## DOCUMENT EXTRACT
▽

Tree Branches Fall with the Snow in Manhattan
Giant fallen branches of what appeared to be Callery pear trees lined the streets of Park Avenue on the Thursday night, the first snowfall in New York City.
New York Parks Department said this morning in a report, “As of our 10:30 [am] report, we have 2219 service requests, reported 708 trees down, reported 224 hanging limbs and reported 1287 limbs down.”
These are not actual numbers, but are merely reports, which could be duplicated or triplicated, Crystal Howard of NYC Parks told EST.
The Parks’ forestry team is out addressing the reports, prioritizing any blocked streets, Howard added.
According to Howard, Manhattan received a “disproportionately large number of tree service requests.” Brooklyn and Queens crews have been dispatched to Manhattan for assistance.
“While Parks are not closed, out of an abundance of caution...we ask people not to enter at this time,” she said.
The inner paths of Union Square are closed.
NYC Parks crews and partners have begun clearing pathways of snow across the city. Over 1,000 staff members are involved.

△

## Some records
▽

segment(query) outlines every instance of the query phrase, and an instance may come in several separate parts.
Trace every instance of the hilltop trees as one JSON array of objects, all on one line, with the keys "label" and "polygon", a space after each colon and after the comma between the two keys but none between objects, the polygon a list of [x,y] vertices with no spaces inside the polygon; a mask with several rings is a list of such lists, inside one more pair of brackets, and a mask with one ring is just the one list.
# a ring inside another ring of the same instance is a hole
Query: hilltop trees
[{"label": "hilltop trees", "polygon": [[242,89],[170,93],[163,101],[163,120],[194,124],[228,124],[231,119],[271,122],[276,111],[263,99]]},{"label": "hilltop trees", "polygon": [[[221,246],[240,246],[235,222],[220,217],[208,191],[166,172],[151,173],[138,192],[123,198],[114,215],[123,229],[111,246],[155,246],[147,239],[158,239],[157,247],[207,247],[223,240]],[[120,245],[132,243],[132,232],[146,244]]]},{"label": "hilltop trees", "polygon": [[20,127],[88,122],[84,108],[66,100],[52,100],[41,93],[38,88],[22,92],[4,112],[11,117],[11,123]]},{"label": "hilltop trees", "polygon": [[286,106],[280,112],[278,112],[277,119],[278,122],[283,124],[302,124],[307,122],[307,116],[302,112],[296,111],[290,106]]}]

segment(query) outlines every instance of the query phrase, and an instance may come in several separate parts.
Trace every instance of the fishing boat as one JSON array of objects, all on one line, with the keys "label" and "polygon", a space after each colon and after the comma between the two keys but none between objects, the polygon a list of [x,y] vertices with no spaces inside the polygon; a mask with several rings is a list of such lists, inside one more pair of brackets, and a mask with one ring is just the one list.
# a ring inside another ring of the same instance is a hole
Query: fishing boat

△

## TASK INSTRUCTIONS
[A] In the article on fallen tree branches in Manhattan, crews from which boroughs were sent to Manhattan to help?
[B] Pick up the article on fallen tree branches in Manhattan and continue it from its last sentence.
The rows above are separate material and are not part of the article.

## RESPONSES PER TASK
[A] Brooklyn and Queens

[B]
The doorman at 535 Park Avenue denied that this happened every season.
“No, this is very strange,” he said. According to him, the branches must have gotten so moist from the weather that they grew heavier, bended and snapped.
Another doorman at 525 Park Avenue agrees it’s a rare sighting, but suspects the branches were merely weak from being beaten by the last winter season.
Callery pear trees, native to East Asia, are known for their narrow branch angles, weak wood structure, and are extremely susceptible to ice damage, according to tree research center the Morton Arboretum.
The trees are characterized by rich green, ovate leaves with wavy edges.
Planting the trees is “not recommended,” according to the center.
“This tree is under observation and may be listed on official invasive species lists in the near future. Review of risks should be undertaken before selecting this tree for planting sites,” the Morton Arboretum says on its website.
New York City experienced extreme traffic delays as the city was hit with slush.
New Yorkers have been advised to call 311 to report a fallen tree, or 911 if it has caused an emergency.
All photo credit to Anastassia G.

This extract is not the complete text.